Labeled region records
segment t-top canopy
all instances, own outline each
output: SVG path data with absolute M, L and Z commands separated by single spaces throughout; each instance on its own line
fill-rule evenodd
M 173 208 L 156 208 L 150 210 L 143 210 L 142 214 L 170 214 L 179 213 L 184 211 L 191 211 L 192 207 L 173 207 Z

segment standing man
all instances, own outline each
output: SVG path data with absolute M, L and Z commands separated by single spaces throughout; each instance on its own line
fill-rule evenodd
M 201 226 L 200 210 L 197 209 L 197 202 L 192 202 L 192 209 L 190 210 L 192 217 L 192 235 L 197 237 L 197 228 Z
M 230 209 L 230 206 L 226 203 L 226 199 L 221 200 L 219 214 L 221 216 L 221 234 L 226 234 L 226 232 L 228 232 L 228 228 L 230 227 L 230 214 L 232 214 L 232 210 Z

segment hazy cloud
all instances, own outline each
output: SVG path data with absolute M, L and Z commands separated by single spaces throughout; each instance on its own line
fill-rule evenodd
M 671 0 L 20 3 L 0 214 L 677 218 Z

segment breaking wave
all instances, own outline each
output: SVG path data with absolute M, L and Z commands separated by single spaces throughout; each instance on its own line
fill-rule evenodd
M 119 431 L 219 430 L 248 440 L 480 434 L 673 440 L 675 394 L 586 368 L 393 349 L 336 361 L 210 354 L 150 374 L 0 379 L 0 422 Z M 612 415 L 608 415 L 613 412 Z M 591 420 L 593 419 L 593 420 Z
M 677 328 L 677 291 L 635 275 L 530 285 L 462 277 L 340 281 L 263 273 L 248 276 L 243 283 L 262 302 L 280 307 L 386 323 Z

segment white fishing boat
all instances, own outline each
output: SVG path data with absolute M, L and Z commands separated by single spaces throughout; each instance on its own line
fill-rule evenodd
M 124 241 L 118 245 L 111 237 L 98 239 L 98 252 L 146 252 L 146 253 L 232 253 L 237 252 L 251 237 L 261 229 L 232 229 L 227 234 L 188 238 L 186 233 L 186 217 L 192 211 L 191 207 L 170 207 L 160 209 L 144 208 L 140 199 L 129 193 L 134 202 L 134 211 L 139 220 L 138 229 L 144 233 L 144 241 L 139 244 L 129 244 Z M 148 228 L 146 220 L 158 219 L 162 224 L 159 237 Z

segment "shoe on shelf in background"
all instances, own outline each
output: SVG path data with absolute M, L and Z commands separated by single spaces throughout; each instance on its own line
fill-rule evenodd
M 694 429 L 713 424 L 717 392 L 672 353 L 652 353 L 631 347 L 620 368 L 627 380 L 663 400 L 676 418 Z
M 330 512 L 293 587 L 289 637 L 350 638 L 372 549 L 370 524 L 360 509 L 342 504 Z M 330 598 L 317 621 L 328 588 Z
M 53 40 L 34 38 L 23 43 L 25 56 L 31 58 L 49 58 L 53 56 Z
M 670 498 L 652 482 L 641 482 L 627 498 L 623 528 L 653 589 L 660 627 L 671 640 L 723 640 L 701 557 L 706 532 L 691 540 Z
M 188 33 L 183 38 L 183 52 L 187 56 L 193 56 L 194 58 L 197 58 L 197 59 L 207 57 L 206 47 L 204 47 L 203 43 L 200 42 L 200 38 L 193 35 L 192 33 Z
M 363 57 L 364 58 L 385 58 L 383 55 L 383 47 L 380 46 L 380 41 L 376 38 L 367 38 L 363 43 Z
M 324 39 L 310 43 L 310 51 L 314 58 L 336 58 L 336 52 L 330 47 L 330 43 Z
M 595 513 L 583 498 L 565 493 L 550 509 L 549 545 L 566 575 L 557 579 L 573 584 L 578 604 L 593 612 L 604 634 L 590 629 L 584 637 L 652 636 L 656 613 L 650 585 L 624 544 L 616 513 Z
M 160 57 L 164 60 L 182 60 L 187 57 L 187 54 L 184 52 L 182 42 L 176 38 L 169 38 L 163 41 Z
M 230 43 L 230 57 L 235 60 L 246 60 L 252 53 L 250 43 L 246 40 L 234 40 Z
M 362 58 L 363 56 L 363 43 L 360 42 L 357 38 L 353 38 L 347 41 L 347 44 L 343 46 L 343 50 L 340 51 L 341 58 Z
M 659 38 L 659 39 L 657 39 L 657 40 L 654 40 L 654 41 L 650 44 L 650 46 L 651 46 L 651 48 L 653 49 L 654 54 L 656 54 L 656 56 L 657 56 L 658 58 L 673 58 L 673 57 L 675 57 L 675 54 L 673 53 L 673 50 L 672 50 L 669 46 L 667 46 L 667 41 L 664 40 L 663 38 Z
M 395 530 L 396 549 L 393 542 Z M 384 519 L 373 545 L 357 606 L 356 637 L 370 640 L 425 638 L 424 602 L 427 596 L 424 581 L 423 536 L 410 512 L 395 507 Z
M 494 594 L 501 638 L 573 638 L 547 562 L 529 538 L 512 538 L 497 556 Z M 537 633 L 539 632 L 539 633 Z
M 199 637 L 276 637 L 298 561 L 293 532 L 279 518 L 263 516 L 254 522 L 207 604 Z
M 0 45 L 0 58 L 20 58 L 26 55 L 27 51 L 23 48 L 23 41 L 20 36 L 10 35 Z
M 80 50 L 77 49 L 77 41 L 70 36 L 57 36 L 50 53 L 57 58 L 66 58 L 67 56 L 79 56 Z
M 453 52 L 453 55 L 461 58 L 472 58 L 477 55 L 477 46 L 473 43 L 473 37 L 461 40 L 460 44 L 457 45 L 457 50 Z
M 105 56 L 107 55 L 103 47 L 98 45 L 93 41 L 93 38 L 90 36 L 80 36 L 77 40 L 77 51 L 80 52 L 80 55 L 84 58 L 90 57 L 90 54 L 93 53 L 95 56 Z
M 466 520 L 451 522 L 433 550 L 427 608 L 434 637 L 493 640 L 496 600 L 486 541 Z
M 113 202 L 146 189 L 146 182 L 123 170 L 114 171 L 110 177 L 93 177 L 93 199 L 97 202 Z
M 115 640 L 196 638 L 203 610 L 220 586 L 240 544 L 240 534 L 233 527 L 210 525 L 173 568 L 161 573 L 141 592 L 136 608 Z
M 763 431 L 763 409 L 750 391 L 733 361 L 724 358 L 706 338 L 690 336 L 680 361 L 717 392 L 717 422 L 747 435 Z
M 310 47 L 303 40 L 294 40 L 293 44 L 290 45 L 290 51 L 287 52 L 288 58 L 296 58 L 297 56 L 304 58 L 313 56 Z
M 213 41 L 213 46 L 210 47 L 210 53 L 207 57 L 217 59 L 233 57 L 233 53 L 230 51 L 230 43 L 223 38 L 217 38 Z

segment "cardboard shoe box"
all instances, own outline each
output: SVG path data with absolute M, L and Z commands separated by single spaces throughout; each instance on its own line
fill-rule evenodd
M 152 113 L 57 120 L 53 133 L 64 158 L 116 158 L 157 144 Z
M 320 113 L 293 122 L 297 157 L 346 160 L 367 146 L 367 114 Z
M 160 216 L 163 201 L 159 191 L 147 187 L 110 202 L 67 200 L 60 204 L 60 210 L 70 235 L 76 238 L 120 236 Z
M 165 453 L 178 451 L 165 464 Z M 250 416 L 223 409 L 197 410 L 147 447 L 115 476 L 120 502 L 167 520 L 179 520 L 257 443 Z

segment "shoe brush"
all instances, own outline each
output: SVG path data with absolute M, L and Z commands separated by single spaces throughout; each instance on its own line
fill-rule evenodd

WHAT YOU WILL DO: Lay out the material from the line containing "on shelf in" up to and including the line containing "M 694 429 L" as a Markdown table with the columns "Row" and "Line", one numbered row per line, omitting any blank lines.

OUTPUT FOR THIS TASK:
| Row | Line |
|---|---|
| 1 | segment "shoe on shelf in background" |
| 2 | all instances, own outline each |
| 3 | output: SVG path data with absolute M, L and Z commands separated by single spaces throughout; each instance on its own line |
| 4 | fill-rule evenodd |
| 5 | M 694 429 L 713 424 L 717 392 L 672 353 L 652 353 L 631 347 L 620 368 L 627 380 L 663 400 L 676 418 Z |